All lines from the one containing "Can you spot the ocean" through the last line below must be duplicated exactly, with nothing outside that span.
---------- Data in this exercise
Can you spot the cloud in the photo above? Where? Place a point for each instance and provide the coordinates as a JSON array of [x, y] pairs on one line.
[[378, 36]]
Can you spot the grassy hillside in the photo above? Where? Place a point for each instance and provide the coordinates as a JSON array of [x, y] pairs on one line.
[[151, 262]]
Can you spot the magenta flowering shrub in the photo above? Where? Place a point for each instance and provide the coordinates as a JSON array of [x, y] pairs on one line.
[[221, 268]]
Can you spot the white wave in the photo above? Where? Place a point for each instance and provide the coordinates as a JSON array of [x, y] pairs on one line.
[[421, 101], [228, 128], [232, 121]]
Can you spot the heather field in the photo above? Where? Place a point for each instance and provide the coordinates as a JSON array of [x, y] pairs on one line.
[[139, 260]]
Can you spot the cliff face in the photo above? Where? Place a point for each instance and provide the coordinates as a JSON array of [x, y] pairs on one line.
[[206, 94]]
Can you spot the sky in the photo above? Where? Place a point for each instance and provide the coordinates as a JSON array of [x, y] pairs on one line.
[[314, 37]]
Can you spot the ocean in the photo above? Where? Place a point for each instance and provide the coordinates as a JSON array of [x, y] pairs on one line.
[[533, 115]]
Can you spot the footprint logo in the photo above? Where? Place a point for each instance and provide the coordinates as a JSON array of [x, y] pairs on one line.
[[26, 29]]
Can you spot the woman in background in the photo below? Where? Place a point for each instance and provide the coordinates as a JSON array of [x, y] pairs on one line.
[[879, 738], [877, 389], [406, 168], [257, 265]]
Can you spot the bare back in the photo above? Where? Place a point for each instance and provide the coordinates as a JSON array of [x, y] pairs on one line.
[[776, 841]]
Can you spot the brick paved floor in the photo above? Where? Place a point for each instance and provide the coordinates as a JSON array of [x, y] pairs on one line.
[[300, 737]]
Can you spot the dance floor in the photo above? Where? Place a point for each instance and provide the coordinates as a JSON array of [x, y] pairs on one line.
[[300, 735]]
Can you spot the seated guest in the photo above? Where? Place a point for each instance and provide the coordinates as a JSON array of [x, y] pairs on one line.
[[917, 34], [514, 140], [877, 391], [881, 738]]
--------------------
Answer space ->
Can you spot the ocean in the photo above? Where? Place a point for each instance and provide the coordinates as a JSON array of [x, y] pairs on one line.
[[533, 115]]
Can you spot the footprint logo in the photo above? Where? Place a point for each instance and provide the coordinates as a JSON array of [x, y] pairs on one line.
[[26, 29]]
Can you spot the woman in background in the photo below? Where? Place a point for each instance and provide the coordinates as a JSON array of [x, y] pairs on one line.
[[879, 738], [877, 389], [406, 168], [257, 265]]
Can you spot the bare back in the photo above? Where? Place a point for each instance and provide the coordinates as a JSON array of [x, y] pairs on one line.
[[776, 841]]
Can you spot the brick paved floor in the photo above? Where? Place a point for each instance and provide the coordinates as a JSON array of [x, y] pairs on one line.
[[300, 737]]
Can you spot the dance floor in the photo above? Where? Place a point for each instance and provide the coordinates as a JSON array of [x, y] pairs on one line.
[[300, 735]]
Can you spot the seated guest in the photo above? Where? Place a point for each instance and provide the coordinates as a JSON array of [x, y] pairs on one line.
[[917, 34], [514, 140], [877, 391], [881, 738]]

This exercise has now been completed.